[Opening RECORD SET section]

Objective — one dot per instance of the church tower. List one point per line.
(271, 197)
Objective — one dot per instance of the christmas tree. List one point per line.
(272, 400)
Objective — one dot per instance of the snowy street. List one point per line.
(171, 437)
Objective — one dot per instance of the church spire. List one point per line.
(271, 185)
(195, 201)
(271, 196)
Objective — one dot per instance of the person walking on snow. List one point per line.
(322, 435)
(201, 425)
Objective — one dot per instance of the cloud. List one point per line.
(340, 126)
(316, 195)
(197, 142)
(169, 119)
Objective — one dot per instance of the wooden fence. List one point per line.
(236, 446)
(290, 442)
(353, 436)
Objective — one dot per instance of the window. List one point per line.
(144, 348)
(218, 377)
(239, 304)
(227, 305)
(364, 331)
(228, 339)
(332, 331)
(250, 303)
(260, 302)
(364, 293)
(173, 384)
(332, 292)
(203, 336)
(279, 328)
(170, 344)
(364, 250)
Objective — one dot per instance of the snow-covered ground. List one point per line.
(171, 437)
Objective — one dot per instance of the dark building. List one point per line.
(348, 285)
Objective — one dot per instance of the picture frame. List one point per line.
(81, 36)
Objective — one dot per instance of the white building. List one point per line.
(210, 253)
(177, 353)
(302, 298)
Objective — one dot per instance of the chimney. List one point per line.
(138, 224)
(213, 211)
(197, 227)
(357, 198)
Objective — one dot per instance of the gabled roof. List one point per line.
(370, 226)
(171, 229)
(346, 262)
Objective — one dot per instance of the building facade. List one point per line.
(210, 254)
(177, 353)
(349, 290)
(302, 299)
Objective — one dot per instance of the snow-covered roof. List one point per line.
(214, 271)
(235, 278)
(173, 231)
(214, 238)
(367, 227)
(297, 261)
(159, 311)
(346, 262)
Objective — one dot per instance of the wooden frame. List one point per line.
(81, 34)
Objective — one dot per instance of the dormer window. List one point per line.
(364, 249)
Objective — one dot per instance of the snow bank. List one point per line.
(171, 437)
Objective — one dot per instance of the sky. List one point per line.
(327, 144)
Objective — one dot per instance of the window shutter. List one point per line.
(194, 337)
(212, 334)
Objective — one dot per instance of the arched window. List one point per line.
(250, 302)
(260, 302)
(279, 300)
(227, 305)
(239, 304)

[Closing RECORD SET section]

WHAT THE TASK ASKS >>
Word for word, give back all of the records.

SOLVED EXERCISE >>
Objective — one dot per instance of the church tower. List one point per line.
(271, 197)
Objective — one dot per instance of the christmas tree. List one point per line.
(272, 400)
Objective — one dot per instance of the snowy street. List one point per line.
(171, 437)
Objective — one dot per instance of the church spire. List one point per line.
(271, 185)
(195, 201)
(271, 196)
Objective — one dot per instance of the person walking on snow. List one point per line.
(322, 435)
(201, 425)
Objective — one dot per instance of the cloud. List one point per line.
(340, 126)
(316, 195)
(197, 142)
(169, 119)
Objective — one dot per instance of the wooden fence. List one point per line.
(236, 446)
(290, 442)
(353, 436)
Objective — one dot per instance of the window. List one point per line.
(144, 348)
(218, 377)
(239, 304)
(227, 305)
(364, 331)
(228, 339)
(332, 331)
(250, 303)
(260, 302)
(364, 293)
(173, 384)
(332, 292)
(203, 336)
(279, 328)
(170, 344)
(364, 250)
Objective — one dot per instance of the snow-covered ground. List one point per line.
(171, 437)
Objective — one dot per instance of the dark building. List one point per line.
(348, 285)
Objective — one dot per instance of the picture frame. List one point per line.
(81, 36)
Objective — one dot per instance of the white building. List one point per line.
(210, 253)
(177, 353)
(302, 298)
Objective — one dot per instance of the chimney. List one point per line.
(138, 224)
(213, 211)
(197, 227)
(357, 198)
Objective — one dot per instance of the gabled roof. List one point per line.
(370, 226)
(171, 229)
(346, 262)
Objective — one dot per instance of the building facade. List one point per line.
(210, 254)
(177, 353)
(349, 290)
(302, 299)
Objective — one dot per instance of the snow-covered roof. List one point per line.
(214, 271)
(235, 278)
(173, 231)
(214, 238)
(367, 227)
(297, 261)
(159, 311)
(346, 262)
Objective — one dot per instance of the wooden frame. List one point per line.
(81, 34)
Objective — one dot per instance of the dormer window. List one point per line.
(364, 249)
Objective — one dot per instance of the snow bank. List one point per line.
(171, 437)
Objective — one dot per instance of the sky. List one point per line.
(327, 144)
Objective — one dot per instance of the window shutter. List one point per line.
(194, 337)
(212, 334)
Objective — one dot per instance of the arched window. List one point per line.
(250, 302)
(260, 302)
(279, 300)
(227, 305)
(239, 304)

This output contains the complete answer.